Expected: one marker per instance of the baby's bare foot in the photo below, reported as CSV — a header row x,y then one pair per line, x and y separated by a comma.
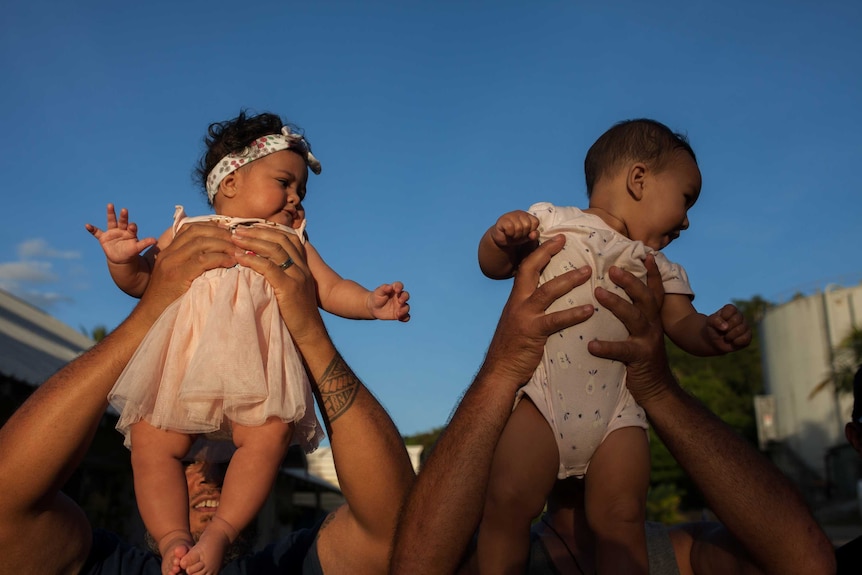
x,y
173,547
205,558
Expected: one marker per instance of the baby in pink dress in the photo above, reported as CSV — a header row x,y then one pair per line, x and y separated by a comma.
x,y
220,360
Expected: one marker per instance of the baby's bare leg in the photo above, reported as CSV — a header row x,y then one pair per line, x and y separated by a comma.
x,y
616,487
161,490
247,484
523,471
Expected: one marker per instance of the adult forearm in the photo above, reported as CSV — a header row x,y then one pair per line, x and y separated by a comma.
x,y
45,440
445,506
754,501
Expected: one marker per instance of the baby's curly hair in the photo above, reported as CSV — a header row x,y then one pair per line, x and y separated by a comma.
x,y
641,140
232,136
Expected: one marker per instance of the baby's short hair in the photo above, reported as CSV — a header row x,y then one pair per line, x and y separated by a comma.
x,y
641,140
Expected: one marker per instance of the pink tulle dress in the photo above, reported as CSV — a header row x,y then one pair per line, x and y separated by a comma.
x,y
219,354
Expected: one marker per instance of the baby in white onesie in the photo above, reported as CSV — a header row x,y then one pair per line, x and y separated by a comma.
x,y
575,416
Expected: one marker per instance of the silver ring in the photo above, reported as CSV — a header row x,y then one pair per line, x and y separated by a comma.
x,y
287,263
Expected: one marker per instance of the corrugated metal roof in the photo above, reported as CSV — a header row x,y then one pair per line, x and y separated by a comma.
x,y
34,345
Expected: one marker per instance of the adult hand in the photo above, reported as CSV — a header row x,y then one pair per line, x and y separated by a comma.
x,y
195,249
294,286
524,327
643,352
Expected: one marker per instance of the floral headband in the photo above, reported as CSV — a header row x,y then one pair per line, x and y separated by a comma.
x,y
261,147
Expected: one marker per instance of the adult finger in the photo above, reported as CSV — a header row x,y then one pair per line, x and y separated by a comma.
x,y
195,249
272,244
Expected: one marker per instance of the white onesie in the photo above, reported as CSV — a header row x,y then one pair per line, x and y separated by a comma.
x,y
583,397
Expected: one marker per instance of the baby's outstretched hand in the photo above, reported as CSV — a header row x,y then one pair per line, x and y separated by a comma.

---

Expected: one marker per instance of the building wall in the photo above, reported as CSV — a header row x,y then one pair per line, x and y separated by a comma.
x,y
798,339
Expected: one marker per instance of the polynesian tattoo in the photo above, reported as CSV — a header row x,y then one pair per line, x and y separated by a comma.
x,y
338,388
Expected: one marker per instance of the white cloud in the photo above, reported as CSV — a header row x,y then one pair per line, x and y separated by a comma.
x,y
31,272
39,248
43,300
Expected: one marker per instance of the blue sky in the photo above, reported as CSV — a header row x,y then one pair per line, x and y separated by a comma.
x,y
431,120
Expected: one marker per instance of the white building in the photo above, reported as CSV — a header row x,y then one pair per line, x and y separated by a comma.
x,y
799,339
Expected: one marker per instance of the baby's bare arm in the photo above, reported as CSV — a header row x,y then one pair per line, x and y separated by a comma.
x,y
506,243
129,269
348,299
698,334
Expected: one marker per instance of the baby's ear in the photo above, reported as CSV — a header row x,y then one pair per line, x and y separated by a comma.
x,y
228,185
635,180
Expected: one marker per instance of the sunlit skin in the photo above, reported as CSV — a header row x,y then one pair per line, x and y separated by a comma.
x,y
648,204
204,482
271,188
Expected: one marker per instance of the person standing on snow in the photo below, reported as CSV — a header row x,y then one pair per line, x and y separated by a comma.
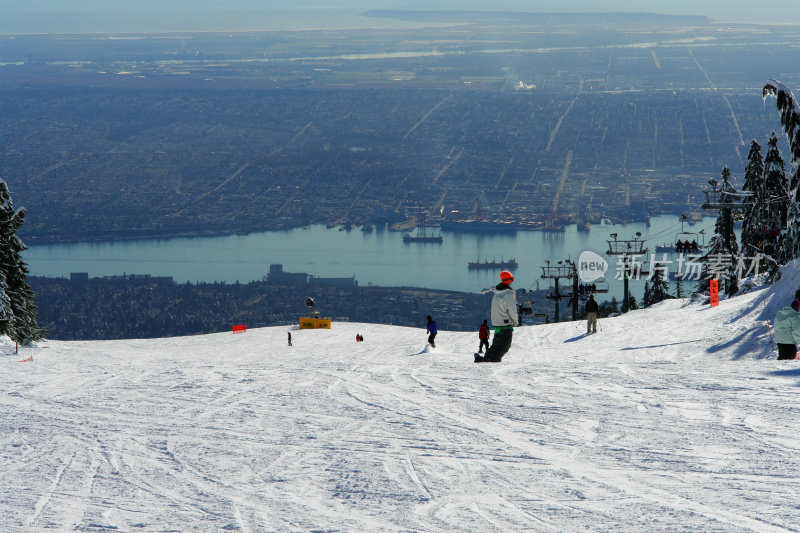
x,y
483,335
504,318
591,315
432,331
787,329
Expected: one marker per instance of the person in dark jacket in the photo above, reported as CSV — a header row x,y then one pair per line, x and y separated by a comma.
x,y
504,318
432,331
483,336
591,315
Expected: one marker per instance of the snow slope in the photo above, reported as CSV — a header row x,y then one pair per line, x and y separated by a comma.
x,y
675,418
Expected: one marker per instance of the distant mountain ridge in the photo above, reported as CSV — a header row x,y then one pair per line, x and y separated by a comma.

---

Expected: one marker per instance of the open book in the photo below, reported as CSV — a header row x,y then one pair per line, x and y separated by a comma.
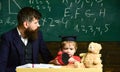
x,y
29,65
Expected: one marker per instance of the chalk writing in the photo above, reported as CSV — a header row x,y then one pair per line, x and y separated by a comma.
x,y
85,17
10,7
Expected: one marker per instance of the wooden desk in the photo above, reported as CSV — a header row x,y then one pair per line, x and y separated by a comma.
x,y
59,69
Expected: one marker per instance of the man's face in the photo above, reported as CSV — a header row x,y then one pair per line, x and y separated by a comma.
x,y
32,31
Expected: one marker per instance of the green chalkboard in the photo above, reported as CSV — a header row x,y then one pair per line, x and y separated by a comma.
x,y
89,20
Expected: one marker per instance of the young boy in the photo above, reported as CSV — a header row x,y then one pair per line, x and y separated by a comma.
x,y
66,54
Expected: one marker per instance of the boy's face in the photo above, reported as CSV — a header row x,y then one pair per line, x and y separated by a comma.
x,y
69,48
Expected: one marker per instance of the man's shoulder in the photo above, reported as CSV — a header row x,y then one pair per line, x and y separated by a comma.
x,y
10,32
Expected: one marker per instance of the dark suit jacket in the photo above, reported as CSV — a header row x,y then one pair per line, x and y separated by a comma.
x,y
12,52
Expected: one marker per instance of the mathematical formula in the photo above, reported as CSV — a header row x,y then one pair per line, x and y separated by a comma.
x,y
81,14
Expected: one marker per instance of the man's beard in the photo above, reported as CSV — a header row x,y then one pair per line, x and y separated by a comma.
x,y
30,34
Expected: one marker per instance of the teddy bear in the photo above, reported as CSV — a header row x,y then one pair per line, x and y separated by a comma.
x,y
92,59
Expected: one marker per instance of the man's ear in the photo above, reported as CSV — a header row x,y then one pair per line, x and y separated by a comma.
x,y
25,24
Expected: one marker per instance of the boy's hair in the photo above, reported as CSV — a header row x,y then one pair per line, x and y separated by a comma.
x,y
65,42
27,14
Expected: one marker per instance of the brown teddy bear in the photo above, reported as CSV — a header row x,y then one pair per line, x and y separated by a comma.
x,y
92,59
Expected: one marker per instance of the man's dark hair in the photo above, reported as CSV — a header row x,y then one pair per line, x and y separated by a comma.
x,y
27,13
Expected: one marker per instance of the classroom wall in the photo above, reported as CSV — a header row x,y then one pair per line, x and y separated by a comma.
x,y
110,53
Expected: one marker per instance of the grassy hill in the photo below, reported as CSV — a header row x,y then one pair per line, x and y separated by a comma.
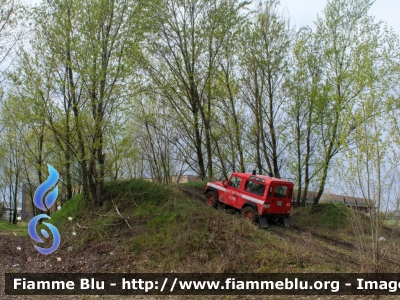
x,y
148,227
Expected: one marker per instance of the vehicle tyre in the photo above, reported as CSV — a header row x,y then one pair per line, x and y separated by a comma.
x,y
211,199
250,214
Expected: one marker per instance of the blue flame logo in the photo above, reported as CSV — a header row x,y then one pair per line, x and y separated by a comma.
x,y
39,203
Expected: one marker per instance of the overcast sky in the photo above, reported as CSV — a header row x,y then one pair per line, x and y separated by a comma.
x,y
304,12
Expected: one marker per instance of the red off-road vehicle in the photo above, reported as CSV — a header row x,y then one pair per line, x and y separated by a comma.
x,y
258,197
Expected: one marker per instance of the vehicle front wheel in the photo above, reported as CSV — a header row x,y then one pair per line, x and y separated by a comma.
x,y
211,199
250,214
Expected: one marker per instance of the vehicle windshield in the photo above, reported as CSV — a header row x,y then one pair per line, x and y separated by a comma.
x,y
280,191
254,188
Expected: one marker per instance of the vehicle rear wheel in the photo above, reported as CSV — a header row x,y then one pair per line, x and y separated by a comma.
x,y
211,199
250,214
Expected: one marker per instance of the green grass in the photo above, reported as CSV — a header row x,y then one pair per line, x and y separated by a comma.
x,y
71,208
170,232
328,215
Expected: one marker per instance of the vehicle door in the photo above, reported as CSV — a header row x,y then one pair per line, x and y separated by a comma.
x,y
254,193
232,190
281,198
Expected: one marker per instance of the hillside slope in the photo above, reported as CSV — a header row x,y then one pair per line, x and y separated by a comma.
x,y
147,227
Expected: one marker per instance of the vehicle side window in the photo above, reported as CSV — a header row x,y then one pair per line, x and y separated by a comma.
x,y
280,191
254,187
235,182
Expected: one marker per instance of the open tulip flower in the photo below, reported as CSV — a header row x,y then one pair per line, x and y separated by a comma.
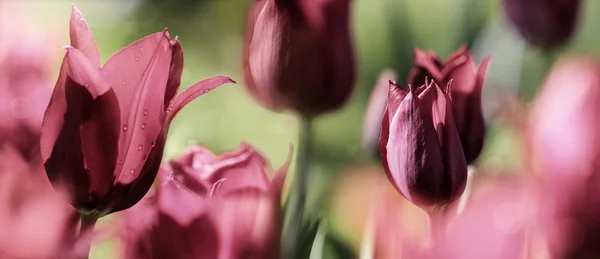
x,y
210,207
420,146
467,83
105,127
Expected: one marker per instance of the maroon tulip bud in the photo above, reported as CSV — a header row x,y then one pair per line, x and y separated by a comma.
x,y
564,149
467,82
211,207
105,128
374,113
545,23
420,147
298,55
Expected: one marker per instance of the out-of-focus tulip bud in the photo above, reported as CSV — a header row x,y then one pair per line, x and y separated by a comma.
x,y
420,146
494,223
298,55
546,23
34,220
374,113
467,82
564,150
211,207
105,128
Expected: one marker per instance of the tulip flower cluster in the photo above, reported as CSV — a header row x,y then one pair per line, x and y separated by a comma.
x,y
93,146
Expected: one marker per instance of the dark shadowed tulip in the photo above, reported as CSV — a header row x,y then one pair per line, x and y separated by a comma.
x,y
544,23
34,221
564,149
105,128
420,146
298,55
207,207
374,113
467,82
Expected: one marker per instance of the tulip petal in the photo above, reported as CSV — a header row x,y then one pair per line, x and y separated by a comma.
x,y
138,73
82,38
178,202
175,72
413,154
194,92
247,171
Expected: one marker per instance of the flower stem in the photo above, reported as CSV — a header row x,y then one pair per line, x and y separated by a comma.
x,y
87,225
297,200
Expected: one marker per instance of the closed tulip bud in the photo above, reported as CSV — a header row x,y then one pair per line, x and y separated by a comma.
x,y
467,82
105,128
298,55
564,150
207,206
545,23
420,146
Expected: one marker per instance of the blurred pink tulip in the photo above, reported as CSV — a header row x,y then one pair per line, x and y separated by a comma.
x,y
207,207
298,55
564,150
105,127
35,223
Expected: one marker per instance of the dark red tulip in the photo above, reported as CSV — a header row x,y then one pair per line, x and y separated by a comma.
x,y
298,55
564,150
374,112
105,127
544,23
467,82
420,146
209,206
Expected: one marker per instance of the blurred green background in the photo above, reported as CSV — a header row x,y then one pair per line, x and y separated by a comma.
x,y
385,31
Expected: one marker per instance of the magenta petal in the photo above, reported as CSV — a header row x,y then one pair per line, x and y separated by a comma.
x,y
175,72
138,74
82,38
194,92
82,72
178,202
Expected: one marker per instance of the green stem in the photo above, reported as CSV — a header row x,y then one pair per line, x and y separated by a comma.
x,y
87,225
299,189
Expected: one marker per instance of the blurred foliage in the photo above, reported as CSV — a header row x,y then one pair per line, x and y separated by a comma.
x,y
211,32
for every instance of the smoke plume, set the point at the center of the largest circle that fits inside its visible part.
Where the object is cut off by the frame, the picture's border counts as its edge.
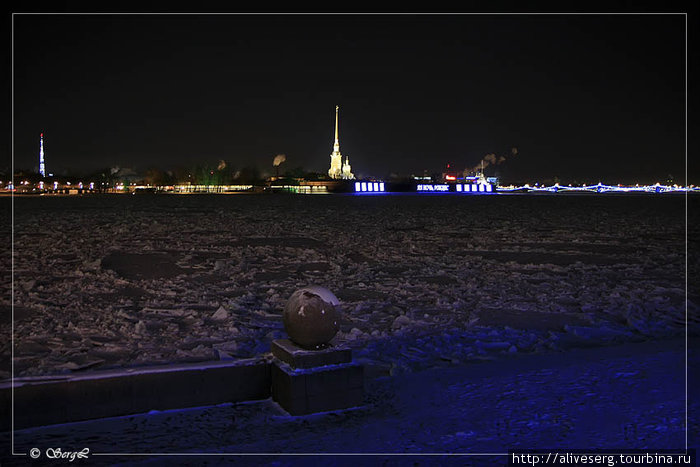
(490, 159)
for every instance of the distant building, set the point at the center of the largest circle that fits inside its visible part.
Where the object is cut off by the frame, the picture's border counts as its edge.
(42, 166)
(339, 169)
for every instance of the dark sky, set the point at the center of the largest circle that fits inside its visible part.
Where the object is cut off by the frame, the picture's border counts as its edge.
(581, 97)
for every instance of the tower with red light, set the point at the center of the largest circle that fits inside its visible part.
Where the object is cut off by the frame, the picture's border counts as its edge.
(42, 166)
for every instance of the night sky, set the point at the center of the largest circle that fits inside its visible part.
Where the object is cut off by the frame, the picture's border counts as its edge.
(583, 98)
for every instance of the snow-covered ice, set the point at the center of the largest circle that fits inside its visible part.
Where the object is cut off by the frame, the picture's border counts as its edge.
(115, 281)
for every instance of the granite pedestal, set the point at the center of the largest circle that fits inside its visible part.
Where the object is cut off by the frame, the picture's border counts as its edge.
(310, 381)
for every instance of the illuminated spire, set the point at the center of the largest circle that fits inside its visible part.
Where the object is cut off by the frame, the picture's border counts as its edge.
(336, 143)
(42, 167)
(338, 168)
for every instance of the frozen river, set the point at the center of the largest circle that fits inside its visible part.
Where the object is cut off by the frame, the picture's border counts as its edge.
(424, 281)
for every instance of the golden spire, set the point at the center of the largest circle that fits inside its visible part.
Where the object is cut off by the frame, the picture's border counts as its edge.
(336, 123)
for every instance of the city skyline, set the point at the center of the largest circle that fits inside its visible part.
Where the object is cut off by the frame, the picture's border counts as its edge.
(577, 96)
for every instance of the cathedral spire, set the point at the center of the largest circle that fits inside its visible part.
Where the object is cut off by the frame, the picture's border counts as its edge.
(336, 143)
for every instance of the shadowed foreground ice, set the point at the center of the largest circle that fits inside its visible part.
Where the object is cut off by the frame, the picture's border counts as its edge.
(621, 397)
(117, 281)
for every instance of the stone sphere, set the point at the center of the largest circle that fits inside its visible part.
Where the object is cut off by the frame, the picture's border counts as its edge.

---

### WHAT NEEDS TO BE DONE
Write out again the listing from the line with "Expected: one marker per instance of the baby's ear" to the line with "Expected: one marker per instance of the distant", both included, and leave the pictures out.

### COMPLETE ANSWER
Expected: one marker per instance of the baby's ear in the photo above, reported as CSV — a header row x,y then one pair per line, x and y separated by a comma.
x,y
228,185
635,180
Expected: one marker per instance of the sunlit skin in the photo above, reported as CSV — a header row x,y then one pair per line, x and y separated by a comma.
x,y
648,204
204,482
271,188
Expected: one marker per instance of the person standing on snow in the photo below, reported as CSV — a header row x,y then one pair per line, x and y separated by a comma.
x,y
483,335
504,318
591,315
432,331
787,329
Expected: one marker per instance of the person in dark jacket in the photo above, reported as CSV — a header row x,y then one pair per line, x and y separated by a comma.
x,y
504,318
432,331
483,336
591,315
Expected: one marker per instance of the snow slope in the photo above, reported as CSV — a header row x,y then one pair per line, x and y separated by a comma.
x,y
675,418
Expected: one marker per instance of the distant mountain ridge in the photo above, reported as CSV — a header row x,y then one pair per line, x and y separated by a comma.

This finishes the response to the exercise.